§ SOURCE INFORMATION
======

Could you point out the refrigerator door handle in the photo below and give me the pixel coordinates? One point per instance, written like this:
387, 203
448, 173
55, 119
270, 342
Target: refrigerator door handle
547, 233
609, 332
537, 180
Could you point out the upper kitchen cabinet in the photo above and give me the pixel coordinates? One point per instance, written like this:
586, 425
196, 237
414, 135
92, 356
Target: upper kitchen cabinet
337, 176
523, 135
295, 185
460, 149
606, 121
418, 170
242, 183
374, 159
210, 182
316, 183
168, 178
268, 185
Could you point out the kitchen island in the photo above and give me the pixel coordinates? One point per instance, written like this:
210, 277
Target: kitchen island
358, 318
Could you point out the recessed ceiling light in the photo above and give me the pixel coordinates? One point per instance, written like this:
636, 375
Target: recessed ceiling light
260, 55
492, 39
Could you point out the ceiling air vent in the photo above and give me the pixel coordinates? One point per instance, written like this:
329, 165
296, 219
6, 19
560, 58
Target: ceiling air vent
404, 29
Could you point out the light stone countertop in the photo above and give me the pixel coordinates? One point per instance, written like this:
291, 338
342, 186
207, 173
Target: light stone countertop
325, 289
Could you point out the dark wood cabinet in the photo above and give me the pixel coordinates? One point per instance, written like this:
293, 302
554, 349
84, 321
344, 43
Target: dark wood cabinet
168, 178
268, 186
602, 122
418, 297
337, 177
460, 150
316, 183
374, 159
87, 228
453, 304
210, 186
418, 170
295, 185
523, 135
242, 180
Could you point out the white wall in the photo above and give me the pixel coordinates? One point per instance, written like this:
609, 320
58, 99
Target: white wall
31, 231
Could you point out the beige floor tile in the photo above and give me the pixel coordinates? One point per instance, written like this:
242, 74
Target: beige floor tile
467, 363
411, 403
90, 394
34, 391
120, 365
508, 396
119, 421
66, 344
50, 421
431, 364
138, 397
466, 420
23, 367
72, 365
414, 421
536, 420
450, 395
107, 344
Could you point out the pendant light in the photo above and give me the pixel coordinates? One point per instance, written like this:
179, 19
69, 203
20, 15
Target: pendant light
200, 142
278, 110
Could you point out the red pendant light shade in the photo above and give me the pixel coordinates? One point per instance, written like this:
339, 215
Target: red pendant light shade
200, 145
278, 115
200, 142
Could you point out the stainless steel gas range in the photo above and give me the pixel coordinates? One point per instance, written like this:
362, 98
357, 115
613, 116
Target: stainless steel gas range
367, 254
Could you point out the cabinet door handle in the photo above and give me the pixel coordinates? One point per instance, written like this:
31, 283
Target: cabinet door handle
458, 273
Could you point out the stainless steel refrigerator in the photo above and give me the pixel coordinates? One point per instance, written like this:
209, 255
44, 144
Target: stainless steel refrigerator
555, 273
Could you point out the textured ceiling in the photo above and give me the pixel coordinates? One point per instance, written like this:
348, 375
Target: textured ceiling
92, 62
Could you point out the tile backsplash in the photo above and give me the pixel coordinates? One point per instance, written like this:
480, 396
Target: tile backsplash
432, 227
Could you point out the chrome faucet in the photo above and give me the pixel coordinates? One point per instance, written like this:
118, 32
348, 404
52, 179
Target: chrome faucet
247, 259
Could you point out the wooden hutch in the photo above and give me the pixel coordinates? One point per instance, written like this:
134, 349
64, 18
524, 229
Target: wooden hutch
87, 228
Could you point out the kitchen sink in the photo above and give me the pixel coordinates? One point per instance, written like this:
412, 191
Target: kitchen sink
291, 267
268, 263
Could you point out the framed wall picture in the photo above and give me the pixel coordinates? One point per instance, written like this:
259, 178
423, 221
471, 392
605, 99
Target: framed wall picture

======

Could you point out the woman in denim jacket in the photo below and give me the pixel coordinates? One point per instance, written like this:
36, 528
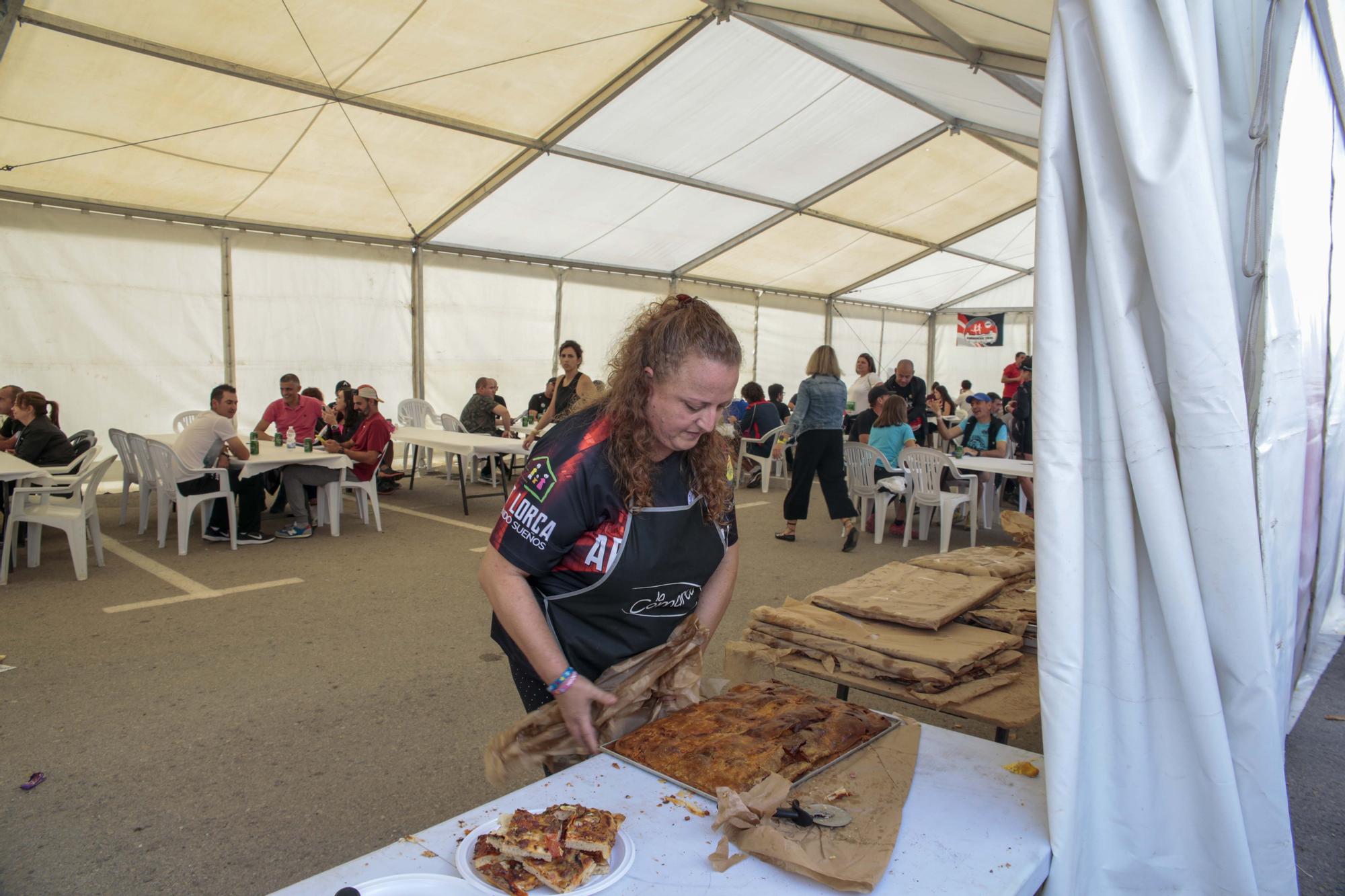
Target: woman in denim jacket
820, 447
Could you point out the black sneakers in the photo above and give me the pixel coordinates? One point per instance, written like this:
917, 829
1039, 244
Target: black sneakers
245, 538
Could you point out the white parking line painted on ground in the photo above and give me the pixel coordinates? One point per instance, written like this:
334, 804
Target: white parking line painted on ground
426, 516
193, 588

======

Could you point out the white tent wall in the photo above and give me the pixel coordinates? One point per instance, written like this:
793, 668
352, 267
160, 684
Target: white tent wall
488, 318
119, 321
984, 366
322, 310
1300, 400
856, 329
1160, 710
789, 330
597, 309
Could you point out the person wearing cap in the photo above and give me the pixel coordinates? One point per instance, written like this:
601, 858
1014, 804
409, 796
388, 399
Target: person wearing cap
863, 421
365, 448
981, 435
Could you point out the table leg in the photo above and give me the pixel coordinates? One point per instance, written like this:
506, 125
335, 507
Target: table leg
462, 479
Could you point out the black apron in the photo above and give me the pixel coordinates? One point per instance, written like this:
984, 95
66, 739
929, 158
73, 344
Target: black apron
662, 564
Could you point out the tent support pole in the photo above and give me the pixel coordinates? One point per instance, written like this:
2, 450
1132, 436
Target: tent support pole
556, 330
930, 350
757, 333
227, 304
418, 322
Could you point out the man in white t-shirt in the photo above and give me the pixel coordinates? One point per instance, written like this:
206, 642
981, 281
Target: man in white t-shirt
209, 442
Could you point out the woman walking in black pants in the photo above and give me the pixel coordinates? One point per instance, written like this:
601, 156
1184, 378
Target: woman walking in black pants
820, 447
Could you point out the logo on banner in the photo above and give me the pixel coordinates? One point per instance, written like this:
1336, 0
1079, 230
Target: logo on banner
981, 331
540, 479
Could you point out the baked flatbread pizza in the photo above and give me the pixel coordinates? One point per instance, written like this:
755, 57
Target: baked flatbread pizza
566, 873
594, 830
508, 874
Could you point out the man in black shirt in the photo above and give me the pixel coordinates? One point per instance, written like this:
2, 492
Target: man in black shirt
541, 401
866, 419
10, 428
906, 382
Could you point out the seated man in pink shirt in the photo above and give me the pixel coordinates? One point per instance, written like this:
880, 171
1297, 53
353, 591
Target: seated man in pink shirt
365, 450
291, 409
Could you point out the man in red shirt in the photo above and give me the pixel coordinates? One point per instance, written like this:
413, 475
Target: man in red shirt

======

§ ACTION ITEM
Select, from the listing, all lines that include the word "picture".

§ WRITTEN SOLUTION
Could you point out the framed wall picture in the photo above and give me the pixel coordinates? One point per instance, written like this:
Target: framed wall picture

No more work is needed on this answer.